▸ INSTRUCTIONS FOR THE TASK
Quote, verbatim, all material below, without pictures.

▸ TASK INPUTS
** Start **

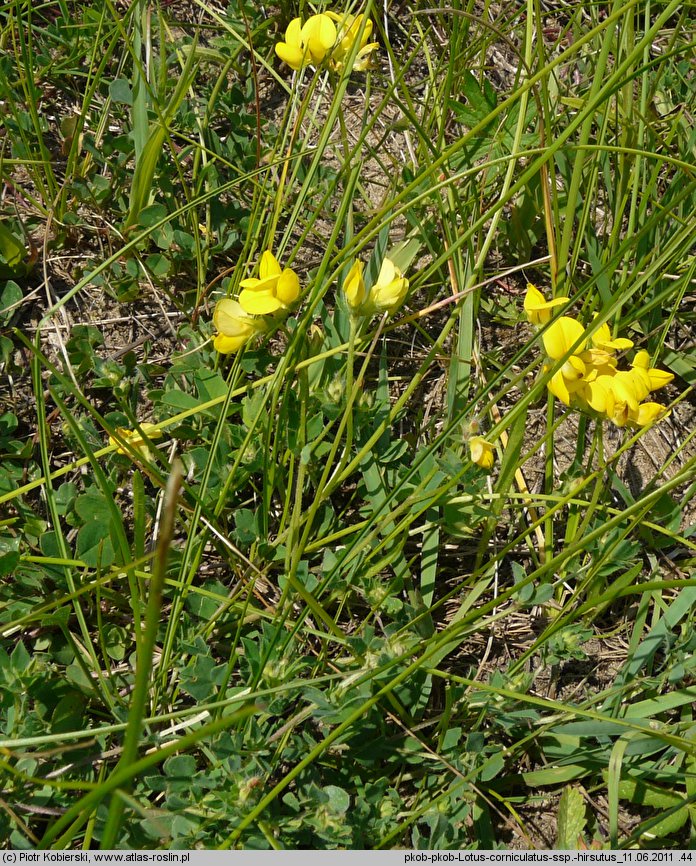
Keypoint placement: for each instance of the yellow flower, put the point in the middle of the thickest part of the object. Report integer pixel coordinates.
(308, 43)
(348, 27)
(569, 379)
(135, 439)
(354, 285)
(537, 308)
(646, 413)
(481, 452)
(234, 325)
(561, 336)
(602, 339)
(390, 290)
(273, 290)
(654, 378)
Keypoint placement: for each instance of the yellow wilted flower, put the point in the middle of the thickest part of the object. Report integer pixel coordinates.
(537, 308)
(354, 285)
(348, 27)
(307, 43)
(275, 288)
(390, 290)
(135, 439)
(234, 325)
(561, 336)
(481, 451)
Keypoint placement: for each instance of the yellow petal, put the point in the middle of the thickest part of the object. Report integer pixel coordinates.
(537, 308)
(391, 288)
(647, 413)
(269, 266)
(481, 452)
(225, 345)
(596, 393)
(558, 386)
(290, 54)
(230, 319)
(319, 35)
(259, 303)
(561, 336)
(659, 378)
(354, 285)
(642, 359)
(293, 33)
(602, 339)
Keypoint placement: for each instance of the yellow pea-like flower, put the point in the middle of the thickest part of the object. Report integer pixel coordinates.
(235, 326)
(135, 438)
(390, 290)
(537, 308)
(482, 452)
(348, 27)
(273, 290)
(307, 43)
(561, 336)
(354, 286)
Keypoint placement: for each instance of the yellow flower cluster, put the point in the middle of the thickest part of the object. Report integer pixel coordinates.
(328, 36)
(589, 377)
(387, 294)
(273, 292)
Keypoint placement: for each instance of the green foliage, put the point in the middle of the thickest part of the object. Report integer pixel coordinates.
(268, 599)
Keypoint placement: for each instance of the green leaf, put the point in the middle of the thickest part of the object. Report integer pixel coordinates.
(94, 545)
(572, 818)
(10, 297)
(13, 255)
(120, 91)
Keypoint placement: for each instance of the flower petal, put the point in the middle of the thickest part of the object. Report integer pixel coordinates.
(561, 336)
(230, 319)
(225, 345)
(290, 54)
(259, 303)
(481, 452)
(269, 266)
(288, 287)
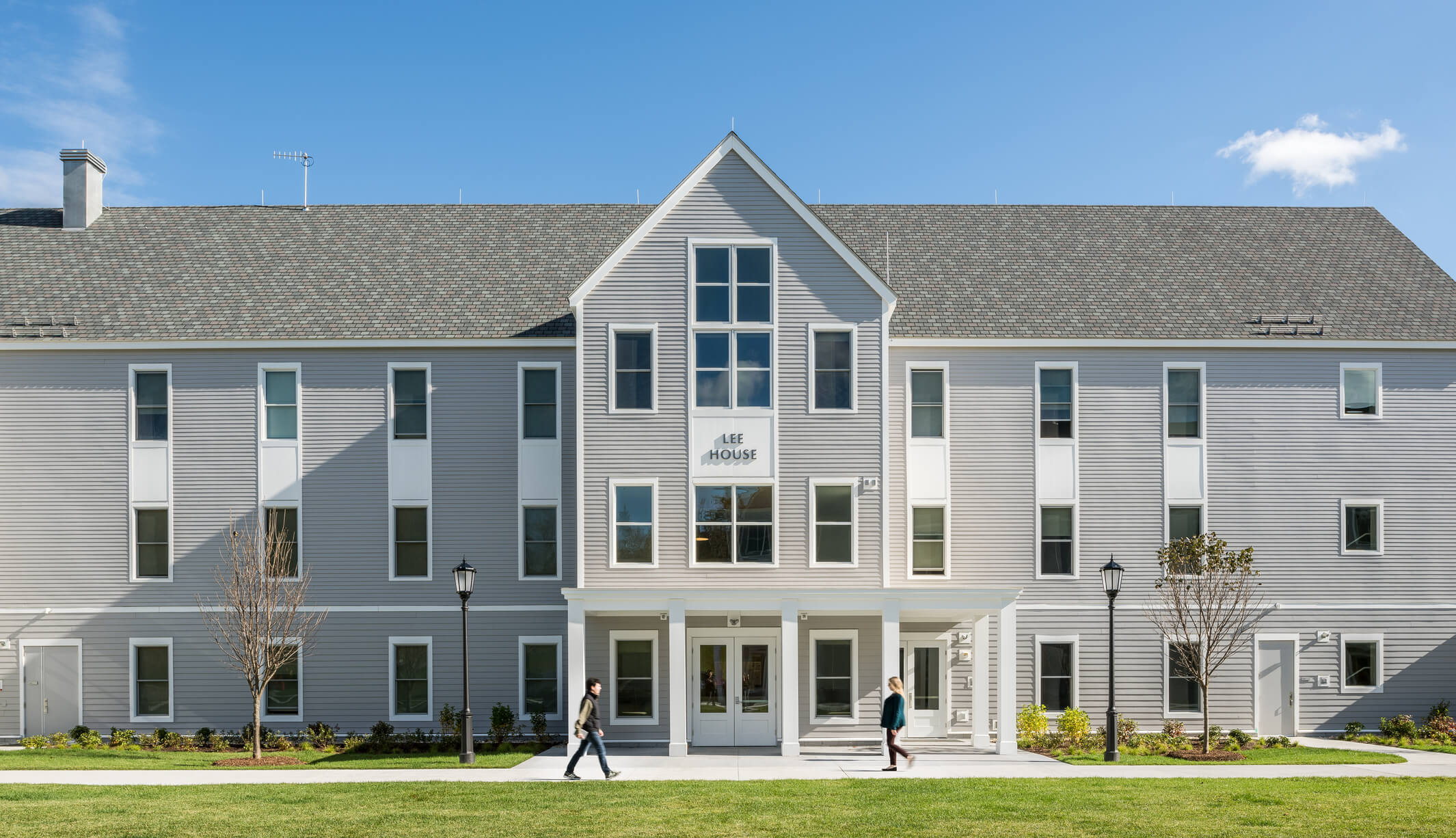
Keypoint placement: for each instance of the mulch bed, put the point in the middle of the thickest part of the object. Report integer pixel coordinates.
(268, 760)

** End **

▸ RESPONSE
Keypoint placement: for each instance of the yellow flower, put the point in the middle of the thickest part of the object. Report integer pixel coordinates.
(308, 43)
(348, 27)
(569, 379)
(135, 439)
(354, 285)
(537, 308)
(646, 413)
(481, 452)
(234, 325)
(561, 336)
(602, 339)
(390, 290)
(273, 290)
(654, 378)
Keypoint placement: for each instance of the yellow wilted flower, put the point in the middle of the thickest part of the object. Report integer pixel coordinates.
(537, 308)
(354, 285)
(348, 27)
(307, 43)
(275, 288)
(390, 290)
(135, 439)
(234, 325)
(561, 336)
(481, 451)
Keypoint placement: for each instance of the yellow petal, put the point in the middle of the thickest part of the object. Report integer pixel coordinates.
(537, 308)
(391, 288)
(647, 413)
(269, 266)
(481, 452)
(225, 345)
(596, 393)
(558, 386)
(290, 54)
(230, 319)
(319, 35)
(259, 303)
(561, 336)
(659, 378)
(354, 285)
(642, 359)
(293, 33)
(602, 339)
Keypoint placement: for each instance of the yellow pea-like flower, put the point in the middle of the thickest part of the object. Report integer pixel coordinates.
(235, 326)
(135, 438)
(390, 290)
(537, 308)
(482, 452)
(348, 27)
(273, 290)
(307, 43)
(561, 336)
(354, 286)
Keypoint placement: for each instance of the yellow flower cluster, put the point in the middle of the thickest part of the object. Report integer pixel coordinates.
(328, 36)
(589, 377)
(387, 294)
(273, 292)
Keypoint placement: for each instance of the green foliage, put the point in the middle of the thickest part of the object. Report integer pixel coordinates.
(268, 599)
Keypoint placement: for each instance of the green leaf, put the point in the middle of the thickest part of the object. Report integer pixel coordinates.
(94, 545)
(572, 818)
(10, 297)
(13, 255)
(120, 91)
Keypoint placement: for each instance of the flower petal, put the point in the middle of the thickest part of the object. Report integer pixel coordinates.
(561, 336)
(230, 319)
(225, 345)
(290, 54)
(259, 303)
(481, 452)
(269, 266)
(288, 287)
Keypoint placement: for each instance of the mulch bed, put the point in the middle of the thickest part of the object. Report integer pixel coordinates.
(268, 760)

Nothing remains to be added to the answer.